Vorgegebener Text:
···
Der Antrag, die Mitnahme der Dokumente, die nach Ansicht der Klägerinnen die Privatsphäre ihrer Angestellten verletzte, für nichtig zu erklären, sei hingegen unzulässig, weil es sich hierbei nicht um einen tauglichen Klagegenstand handle. Dies hätte nach ständiger Rechtsprechung der europäischen Gerichte eine Handlung mit verbindlicher Rechtswirkung, also eine Handlung, die geeignet ist, die Interessen des Klägers dadurch zu beeinträchtigen, dass sie seine Rechtsstellung in eindeutiger Weise verändern, vorausgesetzt. Anders wäre dies also gewesen, wenn noch während der Durchsuchung die Unzulässigkeit der Mitnahme gerügt worden wäre, die EU-Kommission sich hierüber hinweggesetzt und damit das Schutzgesuch implizit abgelehnt hätte. Gleiches gelte für den Antrag auf Herausgabe der betreffenden Dokumente, über den die EU-Kommission noch nicht entschieden habe. Dieser sei zudem wohl zu unbestimmt für eine Entscheidung.

Einordnung

Die Entscheidungen sind ein Beispiel dafür, dass ein Unternehmen einer Durchsuchungsanordnung der EU-Kommission nicht schutzlos gegenübersteht. Zwar verfügt die EU-Kommission wie gehabt über einen weiten Beurteilungsspielraum bei der Bewertung von Indizien und dem Erlass von Durchsuchungsanordnungen. Es zeigt sich, dass die europäischen Gerichte genau hinsehen und verlangen, dass eine Durchsuchungsanordnung nicht ins Blaue hinein ohne hinreichend belegten Anfangsverdacht erfolgt.

Die Entscheidungen reihen sich ein, in eine Reihe von Teilaufhebungen wegen zu weit gefasster Untersuchungsgegenstände. So hatte das EuG bereits in den Fällen Stromkabel (Entscheidung vom 14. November 2012, Sache T‑135/09, Rn. 72 ff., 91 – Nexans Frankreich und Nexans/Kommission) und Schienenpersonenverkehr (Entscheidung vom 20. Juni 2018, Sache T‑325/16, Rn. 73 ff. – České dráhy/Kommission) befunden, dass die Indizien nur Ausschnitte des Untersuchungsgegenstandes abdeckten. Auch der EuGH erklärte bereits zwei Nachprüfungsbeschlüsse der EU-Kommission für insgesamt nichtig (vgl. EuGH, 18. Juni 2015, Az. C‑583/13, Rn. 66 – Deutsche Bahn/Kommission), weil diese zumindest teilweise auf rechtwidrig erlangten Informationen beruhten.
···
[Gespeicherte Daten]

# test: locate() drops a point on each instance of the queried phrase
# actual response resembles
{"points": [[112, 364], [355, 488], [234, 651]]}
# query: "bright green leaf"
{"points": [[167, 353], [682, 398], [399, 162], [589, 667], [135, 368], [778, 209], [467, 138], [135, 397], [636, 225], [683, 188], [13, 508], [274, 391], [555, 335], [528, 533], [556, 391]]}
···
Aufgabe im Einzelnen:
Schreibe den Text zu den Durchsuchungsanordnungen von "Die Entscheidungen reihen" bis "erlangten Informationen beruhten." erneut ab und benenne darin "Stromkabel" in "Energiekabel" um.

Lösung der Aufgabe:
Die Entscheidungen reihen sich ein, in eine Reihe von Teilaufhebungen wegen zu weit gefasster Untersuchungsgegenstände. So hatte das EuG bereits in den Fällen Energiekabel (Entscheidung vom 14. November 2012, Sache T‑135/09, Rn. 72 ff., 91 – Nexans Frankreich und Nexans/Kommission) und Schienenpersonenverkehr (Entscheidung vom 20. Juni 2018, Sache T‑325/16, Rn. 73 ff. – České dráhy/Kommission) befunden, dass die Indizien nur Ausschnitte des Untersuchungsgegenstandes abdeckten. Auch der EuGH erklärte bereits zwei Nachprüfungsbeschlüsse der EU-Kommission für insgesamt nichtig (vgl. EuGH, 18. Juni 2015, Az. C‑583/13, Rn. 66 – Deutsche Bahn/Kommission), weil diese zumindest teilweise auf rechtwidrig erlangten Informationen beruhten.